EXHIBIT NO.  10.10.1



                                 AMENDMENT NO. 1

        This Amendment is entered into this____________________________________
day of_______________________, 2002, between Airport One Limited Partnership, a
Minnesota limited partnership ("Landlord") and Navarre Corporation, a Minnesota
corporation ("Tenant").
                                   WITNESSETH:

        In consideration of One Dollar ($1.00) and other good and valuable
consideration, the receipt and sufficiency of which is hereby acknowledged, the
parties hereby amend that certain Standard Commercial Lease dated March 30, 2000
(the "Lease"), between Landlord and Tenant, as follows:

        1.        Section 1.3 is amended to confirm that Tenant has exercised
its first renewal term, and that the first renewal term commences April 1, 2002,
and ends March 31, 2004, unless sooner terminated or further extended in
accordance with the Lease.

        2.        Except as set forth above, the terms and conditions of the
Lease shall continue, and the parties hereto reaffirm and acknowledge the terms
and conditions of the Lease.


LANDLORD                                             TENANT
AIRPORT ONE LIMITED PARTNERSHIP                      NAVARRE CORPORATION
By:                                                  By:
    ---------------------------                          ----------------------
         Its General Partner                         Its:
                                                          ---------------------




Date:                                                Date:
      -------------------------                            --------------------






                            SECOND AMENDMENT TO LEASE


        THIS SECOND AMENDMENT TO LEASE is made on December 21, 2001, by SUNLITE
III, LLP, a Minnesota limited liability partnership ("Landlord"), and Navarre
Corporation, a Minnesota corporation ("Tenant").

                                    RECITALS:

A. On or about April 22, 1999, Landlord and Tenant entered into a lease (the
"Lease") of certain real property and improvements located at 6601 Parkway
Circle, Brooklyn Center, Minnesota (the "Premises"), for a term of three years
and eight months, beginning on May 1, 1999, and continuing to December 31, 2002.

□ □ □

◆ **WRITTEN PROBLEM 1**
Repeat the portion of the lease amendment text between "A. On or about" and "December 31, 2002.", inclusive.
◆ **WRITTEN PROBLEM 2**
In the lease amendment text, on what date does the Tenant's first renewal term end?
◆ **WRITTEN PROBLEM 3**
Pick up the lease amendment text after its last sentence and carry it forward.

◆ **DATA SECTION**
□ □ □

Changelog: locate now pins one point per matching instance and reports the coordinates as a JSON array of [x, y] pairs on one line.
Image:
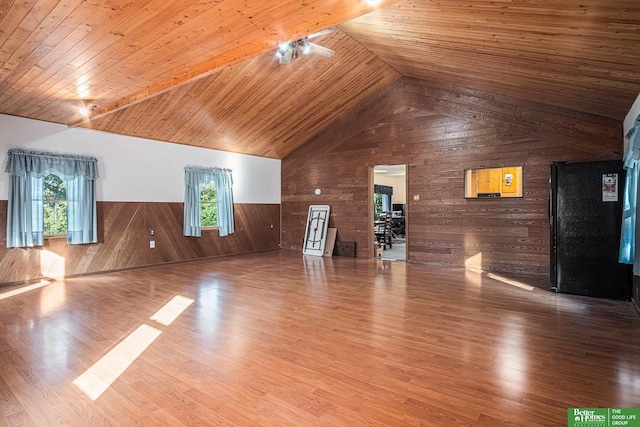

□ □ □

◆ **WRITTEN REPLY 1**
A. On or about April 22, 1999, Landlord and Tenant entered into a lease (the
"Lease") of certain real property and improvements located at 6601 Parkway
Circle, Brooklyn Center, Minnesota (the "Premises"), for a term of three years
and eight months, beginning on May 1, 1999, and continuing to December 31, 2002.

◆ **WRITTEN REPLY 2**
March 31, 2004

◆ **WRITTEN REPLY 3**
B. On or about December 15, 2000, Landlord entered into an amendment to lease
(the "First Amendment to Lease"), granting to Tenant an option to extend the
term of the Lease for five additional years.

        C.        Landlord and Tenant desire to modify the terms of said option,
 as more fully described below.

NOW, THEREFORE, for good and valuable consideration, the receipt and sufficiency
of which are hereby acknowledged, the parties agree as follows:

        1.        The defined terms used in the Lease shall have the same
meanings when used herein.

2. The initial term of the Lease is hereby extended for one additional year,
beginning January 1, 2003, and continuing to December 31, 2003. The Base Rent
for the Premises during said period shall be the annual sum of $425,681.28,
which is approximately $5.76 per square foot on a blended rate and which shall
be payable in equal monthly installments of $35,473.44.

3.       Subparagraph F of paragraph 2 of the Lease, which was added by the
First Amendment to Lease, is hereby restated in its entirety as follows:

                                    F. OPTION

        In consideration of the payment of $32,640.49 by Tenant to Landlord, the
receipt of which is hereby acknowledged, Landlord hereby grants to Tenant an
option to extend the term of the Lease for five years beyond the initial term of
the Lease, which extends to December 31, 2003.








        If Tenant desires to exercise this option, on or before December 31,
2002, Tenant shall give Landlord written notice thereof pursuant to paragraph 19
of the Lease.

If Tenant fails to give Landlord such notice on or before December 31, 2002,
this option shall expire and Landlord shall retain the $32,640.49 cost of the
option and any interest earned thereon.

        If Tenant timely exercises its option, Landlord shall apply the
$32,640.49 cost of the option, without interest, to Tenant's future rents or
refund said sum to Tenant, at Landlord's option.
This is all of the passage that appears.